**Data rows**
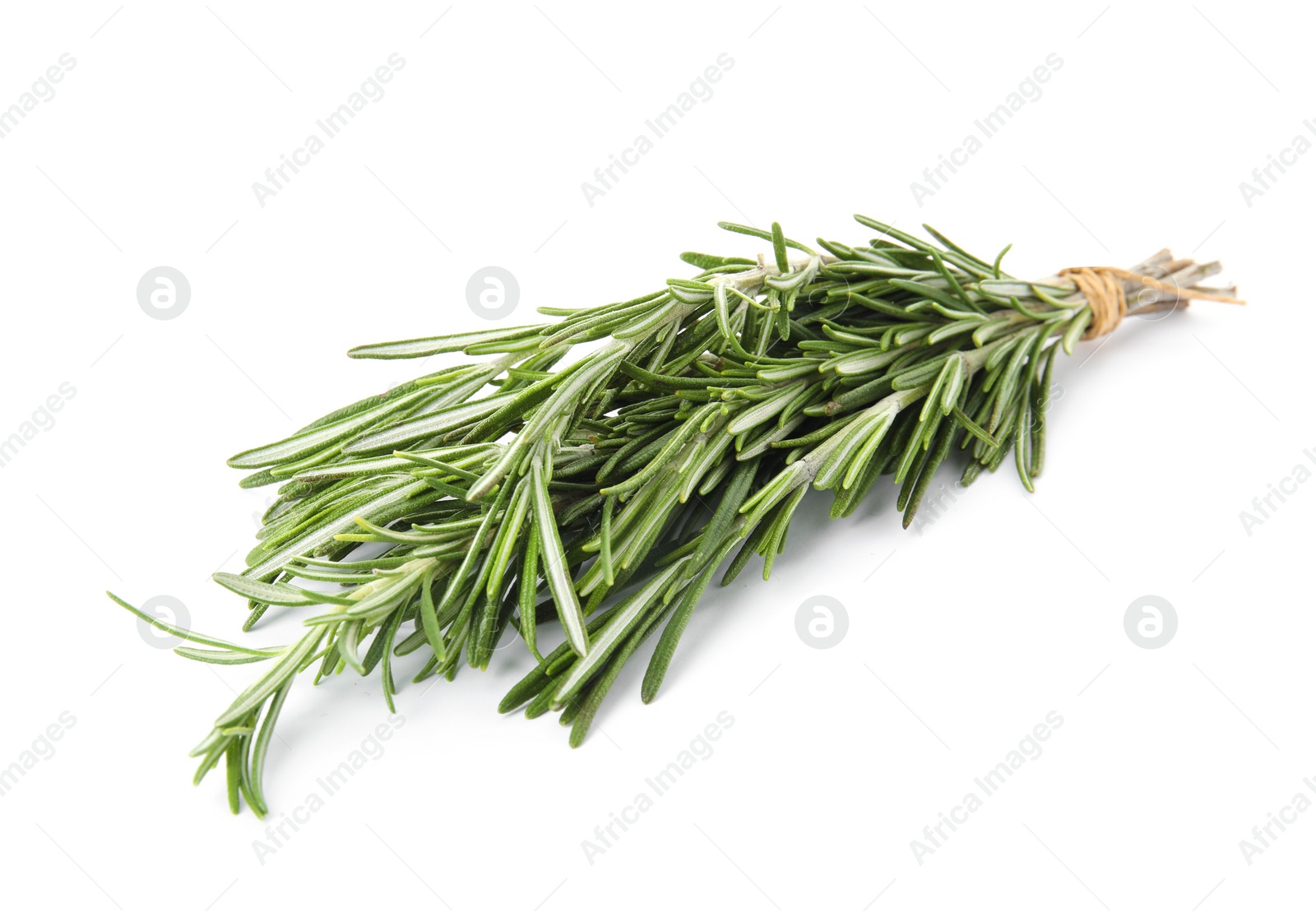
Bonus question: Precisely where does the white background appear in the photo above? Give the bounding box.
[0,0,1316,915]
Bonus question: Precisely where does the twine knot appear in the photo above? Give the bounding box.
[1059,267,1244,340]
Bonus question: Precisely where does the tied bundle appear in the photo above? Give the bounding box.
[110,215,1240,816]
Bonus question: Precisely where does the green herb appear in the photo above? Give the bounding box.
[112,217,1237,816]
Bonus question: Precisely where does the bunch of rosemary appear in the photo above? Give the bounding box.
[112,217,1232,814]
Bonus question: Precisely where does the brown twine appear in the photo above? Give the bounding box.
[1059,267,1244,340]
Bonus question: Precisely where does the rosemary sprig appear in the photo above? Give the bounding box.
[112,215,1232,816]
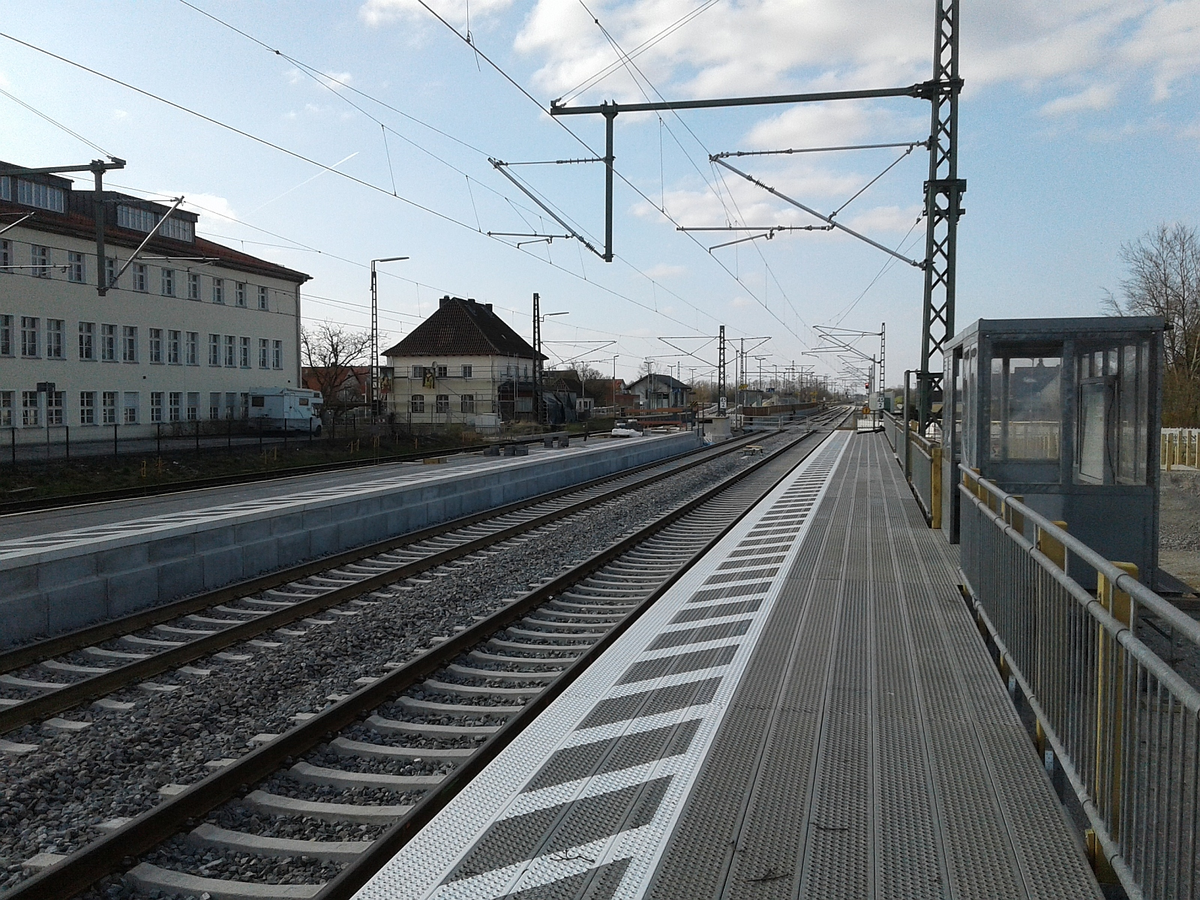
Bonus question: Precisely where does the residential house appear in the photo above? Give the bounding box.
[384,296,545,431]
[0,163,308,443]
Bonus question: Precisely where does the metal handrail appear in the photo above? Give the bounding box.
[956,466,1200,900]
[959,463,1200,647]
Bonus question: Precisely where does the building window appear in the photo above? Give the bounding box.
[121,325,138,362]
[29,244,50,278]
[46,319,67,359]
[20,391,42,428]
[116,203,162,232]
[102,391,116,425]
[79,391,96,425]
[79,322,96,360]
[46,391,67,425]
[67,250,88,284]
[20,316,42,358]
[100,325,116,362]
[11,176,66,212]
[158,216,196,244]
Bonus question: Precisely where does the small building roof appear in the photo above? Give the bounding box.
[383,295,546,359]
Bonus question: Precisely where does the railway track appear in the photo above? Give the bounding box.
[0,427,787,734]
[7,415,844,900]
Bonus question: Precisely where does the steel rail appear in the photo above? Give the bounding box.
[0,429,777,734]
[4,431,815,900]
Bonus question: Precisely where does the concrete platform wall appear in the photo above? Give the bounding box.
[0,432,700,647]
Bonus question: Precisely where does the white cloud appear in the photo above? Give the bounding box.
[178,191,240,230]
[513,0,1200,121]
[1038,84,1116,118]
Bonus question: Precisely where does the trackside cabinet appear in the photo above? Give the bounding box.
[942,316,1164,588]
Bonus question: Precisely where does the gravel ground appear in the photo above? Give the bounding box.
[0,438,787,896]
[1158,469,1200,594]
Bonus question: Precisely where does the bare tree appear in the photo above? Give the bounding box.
[300,322,371,407]
[1104,222,1200,425]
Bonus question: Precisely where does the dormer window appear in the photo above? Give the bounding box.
[116,203,196,244]
[0,175,66,212]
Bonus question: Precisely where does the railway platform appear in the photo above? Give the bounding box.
[0,432,700,647]
[358,431,1100,900]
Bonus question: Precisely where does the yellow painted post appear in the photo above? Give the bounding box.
[1037,522,1067,571]
[1094,563,1138,840]
[929,444,942,529]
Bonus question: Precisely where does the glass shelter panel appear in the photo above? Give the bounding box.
[990,350,1062,461]
[1075,341,1150,485]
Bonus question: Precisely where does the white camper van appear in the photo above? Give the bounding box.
[250,388,323,434]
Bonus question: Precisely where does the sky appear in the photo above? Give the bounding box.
[0,0,1200,385]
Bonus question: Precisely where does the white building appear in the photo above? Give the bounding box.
[384,296,545,431]
[0,163,308,443]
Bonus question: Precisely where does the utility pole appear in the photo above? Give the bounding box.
[917,0,967,433]
[535,292,544,425]
[367,257,408,415]
[716,325,726,415]
[5,156,125,296]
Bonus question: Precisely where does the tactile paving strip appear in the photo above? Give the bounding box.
[359,432,848,900]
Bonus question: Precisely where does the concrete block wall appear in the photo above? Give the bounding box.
[0,432,700,647]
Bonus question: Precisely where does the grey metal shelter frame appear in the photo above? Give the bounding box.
[942,316,1164,588]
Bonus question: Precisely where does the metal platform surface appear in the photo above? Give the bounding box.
[358,432,1100,900]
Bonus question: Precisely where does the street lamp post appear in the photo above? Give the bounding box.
[367,257,408,416]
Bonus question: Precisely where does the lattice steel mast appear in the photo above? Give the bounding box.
[917,0,967,431]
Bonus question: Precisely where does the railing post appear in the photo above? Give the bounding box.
[1001,494,1025,536]
[1093,563,1138,875]
[929,444,942,530]
[1036,521,1067,571]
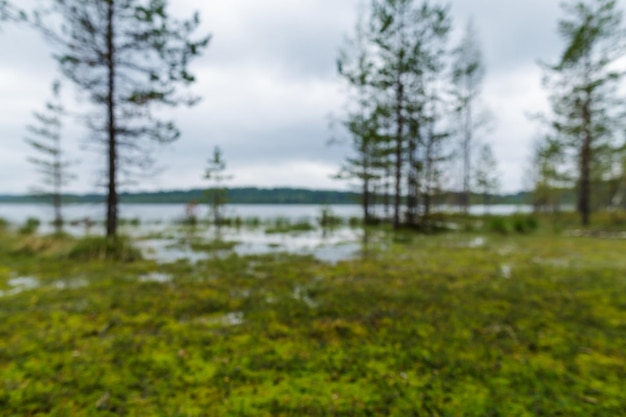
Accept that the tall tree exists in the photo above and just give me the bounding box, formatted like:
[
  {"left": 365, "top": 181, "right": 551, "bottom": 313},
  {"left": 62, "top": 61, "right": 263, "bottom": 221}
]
[
  {"left": 529, "top": 135, "right": 572, "bottom": 212},
  {"left": 370, "top": 0, "right": 451, "bottom": 228},
  {"left": 544, "top": 0, "right": 625, "bottom": 225},
  {"left": 26, "top": 82, "right": 73, "bottom": 233},
  {"left": 40, "top": 0, "right": 210, "bottom": 237},
  {"left": 452, "top": 21, "right": 485, "bottom": 214},
  {"left": 337, "top": 8, "right": 384, "bottom": 224}
]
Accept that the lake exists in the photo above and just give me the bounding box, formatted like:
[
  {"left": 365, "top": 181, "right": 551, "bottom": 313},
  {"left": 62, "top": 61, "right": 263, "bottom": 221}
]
[
  {"left": 0, "top": 203, "right": 532, "bottom": 224},
  {"left": 0, "top": 204, "right": 531, "bottom": 262}
]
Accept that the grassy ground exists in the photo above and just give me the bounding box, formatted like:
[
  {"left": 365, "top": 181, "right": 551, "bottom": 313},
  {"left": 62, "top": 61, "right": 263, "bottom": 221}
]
[{"left": 0, "top": 221, "right": 626, "bottom": 417}]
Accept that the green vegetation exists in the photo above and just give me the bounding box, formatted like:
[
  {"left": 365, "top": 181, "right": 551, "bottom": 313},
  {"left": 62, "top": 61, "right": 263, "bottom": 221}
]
[{"left": 0, "top": 213, "right": 626, "bottom": 416}]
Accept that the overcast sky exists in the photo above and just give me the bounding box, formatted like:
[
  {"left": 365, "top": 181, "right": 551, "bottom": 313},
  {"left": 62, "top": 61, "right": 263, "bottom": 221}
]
[{"left": 0, "top": 0, "right": 562, "bottom": 193}]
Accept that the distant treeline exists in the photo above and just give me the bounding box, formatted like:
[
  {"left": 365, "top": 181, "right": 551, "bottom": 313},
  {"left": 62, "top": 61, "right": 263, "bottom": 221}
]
[{"left": 0, "top": 187, "right": 531, "bottom": 204}]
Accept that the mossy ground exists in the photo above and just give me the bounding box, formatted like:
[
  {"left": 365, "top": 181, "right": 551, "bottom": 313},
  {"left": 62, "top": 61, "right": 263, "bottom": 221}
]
[{"left": 0, "top": 221, "right": 626, "bottom": 417}]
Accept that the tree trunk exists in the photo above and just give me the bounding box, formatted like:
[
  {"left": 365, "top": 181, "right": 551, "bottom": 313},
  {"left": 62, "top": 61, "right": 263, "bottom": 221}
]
[
  {"left": 106, "top": 1, "right": 118, "bottom": 238},
  {"left": 393, "top": 76, "right": 404, "bottom": 229},
  {"left": 578, "top": 102, "right": 591, "bottom": 226}
]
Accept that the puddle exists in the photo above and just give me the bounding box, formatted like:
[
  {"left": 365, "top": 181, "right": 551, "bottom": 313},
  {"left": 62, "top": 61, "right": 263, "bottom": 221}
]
[
  {"left": 500, "top": 264, "right": 512, "bottom": 279},
  {"left": 467, "top": 236, "right": 487, "bottom": 248},
  {"left": 0, "top": 277, "right": 40, "bottom": 297},
  {"left": 52, "top": 279, "right": 89, "bottom": 290},
  {"left": 291, "top": 286, "right": 317, "bottom": 308},
  {"left": 139, "top": 272, "right": 172, "bottom": 284},
  {"left": 193, "top": 311, "right": 243, "bottom": 327}
]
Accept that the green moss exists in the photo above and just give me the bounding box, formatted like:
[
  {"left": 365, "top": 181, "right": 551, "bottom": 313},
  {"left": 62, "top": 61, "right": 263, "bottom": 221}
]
[
  {"left": 0, "top": 232, "right": 626, "bottom": 417},
  {"left": 69, "top": 236, "right": 141, "bottom": 262}
]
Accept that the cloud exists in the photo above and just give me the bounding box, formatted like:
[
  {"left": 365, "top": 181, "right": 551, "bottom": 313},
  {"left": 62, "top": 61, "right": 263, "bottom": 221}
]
[{"left": 0, "top": 0, "right": 561, "bottom": 192}]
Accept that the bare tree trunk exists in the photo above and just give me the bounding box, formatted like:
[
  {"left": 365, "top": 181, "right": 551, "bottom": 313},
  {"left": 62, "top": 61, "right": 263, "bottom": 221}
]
[
  {"left": 578, "top": 100, "right": 592, "bottom": 226},
  {"left": 106, "top": 1, "right": 118, "bottom": 238},
  {"left": 393, "top": 79, "right": 404, "bottom": 229},
  {"left": 578, "top": 58, "right": 592, "bottom": 226}
]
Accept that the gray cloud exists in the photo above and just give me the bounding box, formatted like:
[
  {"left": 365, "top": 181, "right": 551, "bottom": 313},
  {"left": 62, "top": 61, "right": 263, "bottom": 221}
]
[{"left": 0, "top": 0, "right": 560, "bottom": 192}]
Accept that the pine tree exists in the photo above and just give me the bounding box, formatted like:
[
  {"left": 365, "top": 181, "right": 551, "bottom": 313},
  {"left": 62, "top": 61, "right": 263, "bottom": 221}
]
[
  {"left": 337, "top": 8, "right": 385, "bottom": 224},
  {"left": 544, "top": 0, "right": 625, "bottom": 226},
  {"left": 39, "top": 0, "right": 209, "bottom": 237},
  {"left": 26, "top": 82, "right": 73, "bottom": 233},
  {"left": 370, "top": 0, "right": 451, "bottom": 228}
]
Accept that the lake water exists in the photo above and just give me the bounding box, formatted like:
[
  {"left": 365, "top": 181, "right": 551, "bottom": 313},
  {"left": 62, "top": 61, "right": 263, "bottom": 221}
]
[
  {"left": 0, "top": 204, "right": 532, "bottom": 224},
  {"left": 0, "top": 204, "right": 531, "bottom": 262}
]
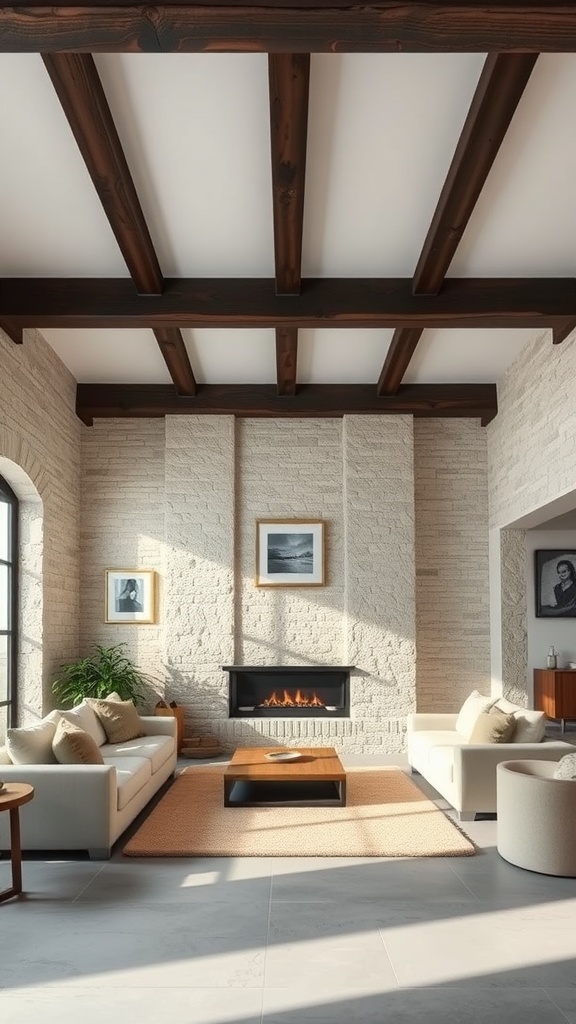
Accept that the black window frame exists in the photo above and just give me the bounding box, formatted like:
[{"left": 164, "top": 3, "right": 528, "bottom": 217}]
[{"left": 0, "top": 476, "right": 18, "bottom": 728}]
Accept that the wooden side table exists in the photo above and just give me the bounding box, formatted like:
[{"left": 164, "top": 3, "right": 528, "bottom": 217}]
[{"left": 0, "top": 782, "right": 34, "bottom": 903}]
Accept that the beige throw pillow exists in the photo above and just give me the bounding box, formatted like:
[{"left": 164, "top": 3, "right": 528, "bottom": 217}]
[
  {"left": 469, "top": 709, "right": 516, "bottom": 743},
  {"left": 6, "top": 711, "right": 60, "bottom": 765},
  {"left": 455, "top": 690, "right": 496, "bottom": 740},
  {"left": 52, "top": 718, "right": 104, "bottom": 765},
  {"left": 88, "top": 697, "right": 145, "bottom": 743}
]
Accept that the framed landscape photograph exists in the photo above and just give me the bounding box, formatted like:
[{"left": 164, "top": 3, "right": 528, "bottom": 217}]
[
  {"left": 105, "top": 569, "right": 156, "bottom": 624},
  {"left": 534, "top": 548, "right": 576, "bottom": 618},
  {"left": 256, "top": 519, "right": 324, "bottom": 587}
]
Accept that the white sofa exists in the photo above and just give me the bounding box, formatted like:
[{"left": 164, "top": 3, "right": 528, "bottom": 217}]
[
  {"left": 0, "top": 716, "right": 176, "bottom": 860},
  {"left": 407, "top": 709, "right": 574, "bottom": 821}
]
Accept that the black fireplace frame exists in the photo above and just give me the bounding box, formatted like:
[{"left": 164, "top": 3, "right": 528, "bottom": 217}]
[{"left": 222, "top": 665, "right": 355, "bottom": 719}]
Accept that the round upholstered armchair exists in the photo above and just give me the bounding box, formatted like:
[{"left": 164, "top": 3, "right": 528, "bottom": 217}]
[{"left": 496, "top": 761, "right": 576, "bottom": 878}]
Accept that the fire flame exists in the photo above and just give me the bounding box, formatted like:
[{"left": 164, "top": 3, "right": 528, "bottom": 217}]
[{"left": 258, "top": 690, "right": 326, "bottom": 708}]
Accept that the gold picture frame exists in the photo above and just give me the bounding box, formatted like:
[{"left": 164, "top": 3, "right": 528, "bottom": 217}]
[
  {"left": 105, "top": 569, "right": 156, "bottom": 626},
  {"left": 255, "top": 519, "right": 326, "bottom": 587}
]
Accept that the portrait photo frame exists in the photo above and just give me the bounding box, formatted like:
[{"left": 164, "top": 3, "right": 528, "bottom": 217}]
[
  {"left": 534, "top": 548, "right": 576, "bottom": 618},
  {"left": 255, "top": 519, "right": 326, "bottom": 587},
  {"left": 105, "top": 568, "right": 156, "bottom": 625}
]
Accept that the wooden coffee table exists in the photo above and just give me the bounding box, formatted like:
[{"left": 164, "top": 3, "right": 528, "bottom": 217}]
[{"left": 224, "top": 746, "right": 346, "bottom": 807}]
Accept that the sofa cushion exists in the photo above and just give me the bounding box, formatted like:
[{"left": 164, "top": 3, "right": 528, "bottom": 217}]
[
  {"left": 469, "top": 708, "right": 517, "bottom": 743},
  {"left": 495, "top": 697, "right": 546, "bottom": 743},
  {"left": 52, "top": 718, "right": 104, "bottom": 765},
  {"left": 88, "top": 697, "right": 145, "bottom": 743},
  {"left": 554, "top": 754, "right": 576, "bottom": 781},
  {"left": 454, "top": 690, "right": 496, "bottom": 739},
  {"left": 6, "top": 711, "right": 60, "bottom": 765},
  {"left": 104, "top": 755, "right": 152, "bottom": 811},
  {"left": 60, "top": 700, "right": 106, "bottom": 746},
  {"left": 100, "top": 736, "right": 174, "bottom": 775}
]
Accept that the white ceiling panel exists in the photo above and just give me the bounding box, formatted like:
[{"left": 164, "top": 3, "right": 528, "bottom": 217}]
[
  {"left": 449, "top": 53, "right": 576, "bottom": 278},
  {"left": 404, "top": 328, "right": 537, "bottom": 384},
  {"left": 182, "top": 328, "right": 276, "bottom": 384},
  {"left": 41, "top": 329, "right": 172, "bottom": 384},
  {"left": 297, "top": 329, "right": 387, "bottom": 384},
  {"left": 303, "top": 53, "right": 485, "bottom": 276},
  {"left": 95, "top": 53, "right": 274, "bottom": 278},
  {"left": 0, "top": 53, "right": 128, "bottom": 278}
]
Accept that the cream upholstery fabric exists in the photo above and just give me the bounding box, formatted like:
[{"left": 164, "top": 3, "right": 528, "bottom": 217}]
[
  {"left": 6, "top": 711, "right": 60, "bottom": 765},
  {"left": 52, "top": 718, "right": 104, "bottom": 765},
  {"left": 456, "top": 690, "right": 496, "bottom": 739},
  {"left": 60, "top": 700, "right": 106, "bottom": 746},
  {"left": 496, "top": 761, "right": 576, "bottom": 878}
]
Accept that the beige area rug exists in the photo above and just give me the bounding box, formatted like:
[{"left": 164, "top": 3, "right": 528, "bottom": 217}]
[{"left": 123, "top": 766, "right": 475, "bottom": 857}]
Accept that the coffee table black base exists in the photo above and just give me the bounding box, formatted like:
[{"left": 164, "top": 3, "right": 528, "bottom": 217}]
[{"left": 224, "top": 779, "right": 346, "bottom": 807}]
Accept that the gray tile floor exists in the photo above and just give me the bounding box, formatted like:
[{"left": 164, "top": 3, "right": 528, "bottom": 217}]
[{"left": 0, "top": 758, "right": 576, "bottom": 1024}]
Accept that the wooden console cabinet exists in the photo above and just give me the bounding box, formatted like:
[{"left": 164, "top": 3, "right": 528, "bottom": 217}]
[{"left": 534, "top": 669, "right": 576, "bottom": 731}]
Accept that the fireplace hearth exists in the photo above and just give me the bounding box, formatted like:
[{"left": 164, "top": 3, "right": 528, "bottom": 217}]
[{"left": 222, "top": 665, "right": 354, "bottom": 718}]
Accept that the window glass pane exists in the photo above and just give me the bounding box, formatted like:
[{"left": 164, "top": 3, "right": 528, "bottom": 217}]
[
  {"left": 0, "top": 636, "right": 8, "bottom": 704},
  {"left": 0, "top": 565, "right": 9, "bottom": 630},
  {"left": 0, "top": 497, "right": 10, "bottom": 561}
]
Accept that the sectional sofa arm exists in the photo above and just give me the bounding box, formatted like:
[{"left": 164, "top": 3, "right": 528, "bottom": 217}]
[
  {"left": 406, "top": 712, "right": 458, "bottom": 732},
  {"left": 140, "top": 715, "right": 178, "bottom": 739},
  {"left": 453, "top": 740, "right": 575, "bottom": 812},
  {"left": 0, "top": 765, "right": 117, "bottom": 850}
]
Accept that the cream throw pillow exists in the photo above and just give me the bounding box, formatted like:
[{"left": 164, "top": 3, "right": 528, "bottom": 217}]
[
  {"left": 6, "top": 711, "right": 60, "bottom": 765},
  {"left": 554, "top": 754, "right": 576, "bottom": 781},
  {"left": 60, "top": 700, "right": 106, "bottom": 746},
  {"left": 494, "top": 697, "right": 546, "bottom": 743},
  {"left": 88, "top": 697, "right": 145, "bottom": 743},
  {"left": 469, "top": 708, "right": 516, "bottom": 743},
  {"left": 454, "top": 690, "right": 496, "bottom": 740},
  {"left": 52, "top": 718, "right": 104, "bottom": 765}
]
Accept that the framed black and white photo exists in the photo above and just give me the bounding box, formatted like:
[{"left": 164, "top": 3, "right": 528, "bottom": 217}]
[
  {"left": 105, "top": 569, "right": 156, "bottom": 624},
  {"left": 256, "top": 519, "right": 324, "bottom": 587},
  {"left": 534, "top": 548, "right": 576, "bottom": 618}
]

**Prompt**
Return each line of the data above that contains the word "lake", copied in full.

**Solution for this problem**
Accept that the lake exists in the photo above and just give me the bounding box, formatted like:
Accept that the lake water exists in the photo above and just give me the bounding box, formatted like:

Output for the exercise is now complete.